• [TASK DIRECTIONS]: For every record that follows, write out the text exactly and omit the picture, if one is present.

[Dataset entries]
§

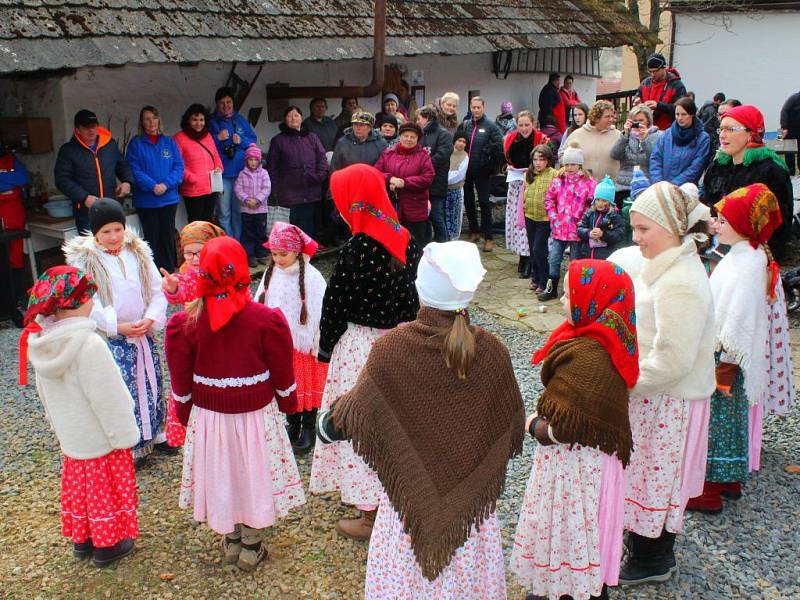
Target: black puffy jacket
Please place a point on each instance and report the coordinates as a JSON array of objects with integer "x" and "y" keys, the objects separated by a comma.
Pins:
[
  {"x": 486, "y": 148},
  {"x": 439, "y": 144}
]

§

• [ANSWER SPACE]:
Target: black puffy jacket
Please place a point on each instance and report the coordinates as a JSON array of objects with integer "x" and "y" keys, the objects separated by a comma.
Pins:
[
  {"x": 486, "y": 148},
  {"x": 439, "y": 144}
]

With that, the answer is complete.